_PASSAGE:_
>> start

You are getting ready to write your book, and your Critic tells you that you should be doing something else.
Let's get straight to the point. Your Critic is right! You should be doing something else. Your time is already filled with chores that you have to do, people depend on you to do them. So what your Critic is really asking you to do is to make sure that you carry out all the chores. Say to your Critic, "Thanks for reminding me that I should be doing something else too. Help me remember what they are and when they need to be done."
One way to remind yourself about your chores is to write a Checklist for the days when you will be writing. And add to that list the time you will spend writing. Perhaps certain chores can wait a day or two? Perhaps you can get certain chores done in less time than usual? Some days lend themselves to a reshuffle of chores, some days do not.
Chores are Opportunities
You can also turn the chores into an opportunity to continue writing. What's that? Every chore needs some of your attention, but not all of it. Yes, I'm talking about a kind of multi-tasking. For example, chores like cooking and washing-up can give you the perfect time to reflect, ponder, wonder, visualise, taste the success, smell the victory of having written your book. And all of those actions contribute in a positive way to the successful completion of your book in the time you allow.
Some years ago, I wrote a book. It was a labour of love that took me months to complete. It was such a great feeling to hold my own book in my hands, to show it to my children, my friends and colleagues, and my mum.
In the middle of retelling this story to a coach colleague, he asked me, "When is your next book coming out?"
Coaches! I told him that it was too much work to write another book.
So he countered with, "What do you need to reduce the amount of work?"
Coaches - ha! My request was for a personal secretary who would write down my thoughts on paper.
My colleague took out his phone, selected an app and said "Speak". I spoke. And the app wrote my words, in text on the screen. My colleague then sent me the text in an e-mail. "OK?" my coach asked, "so when is your next book coming out?"
Coaches!?!? What to do? Write the book, of course.
In the Online Course I will tell you the programs and apps you can use to transcribe your thoughts.
Your personal secretary is waiting for you. What are you waiting for?
Writing your first book?

>> end

(Items listed in a dataset)

>> start

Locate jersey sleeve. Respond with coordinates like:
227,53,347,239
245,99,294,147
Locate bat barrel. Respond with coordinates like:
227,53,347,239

>> end

_COMPLETE THE FOLLOWING:_
A - Extract the entire passage about writing a book, word for word.
B - Gather each line of the records that contains the string "Respond". Case counts.
The passage about writing a book and the records have nothing to do with each other.

_TASK RESPONSES:_
A -
You are getting ready to write your book, and your Critic tells you that you should be doing something else.
Let's get straight to the point. Your Critic is right! You should be doing something else. Your time is already filled with chores that you have to do, people depend on you to do them. So what your Critic is really asking you to do is to make sure that you carry out all the chores. Say to your Critic, "Thanks for reminding me that I should be doing something else too. Help me remember what they are and when they need to be done."
One way to remind yourself about your chores is to write a Checklist for the days when you will be writing. And add to that list the time you will spend writing. Perhaps certain chores can wait a day or two? Perhaps you can get certain chores done in less time than usual? Some days lend themselves to a reshuffle of chores, some days do not.
Chores are Opportunities
You can also turn the chores into an opportunity to continue writing. What's that? Every chore needs some of your attention, but not all of it. Yes, I'm talking about a kind of multi-tasking. For example, chores like cooking and washing-up can give you the perfect time to reflect, ponder, wonder, visualise, taste the success, smell the victory of having written your book. And all of those actions contribute in a positive way to the successful completion of your book in the time you allow.
Some years ago, I wrote a book. It was a labour of love that took me months to complete. It was such a great feeling to hold my own book in my hands, to show it to my children, my friends and colleagues, and my mum.
In the middle of retelling this story to a coach colleague, he asked me, "When is your next book coming out?"
Coaches! I told him that it was too much work to write another book.
So he countered with, "What do you need to reduce the amount of work?"
Coaches - ha! My request was for a personal secretary who would write down my thoughts on paper.
My colleague took out his phone, selected an app and said "Speak". I spoke. And the app wrote my words, in text on the screen. My colleague then sent me the text in an e-mail. "OK?" my coach asked, "so when is your next book coming out?"
Coaches!?!? What to do? Write the book, of course.
In the Online Course I will tell you the programs and apps you can use to transcribe your thoughts.
Your personal secretary is waiting for you. What are you waiting for?
Writing your first book?

B -
Locate jersey sleeve. Respond with coordinates like:
Locate bat barrel. Respond with coordinates like:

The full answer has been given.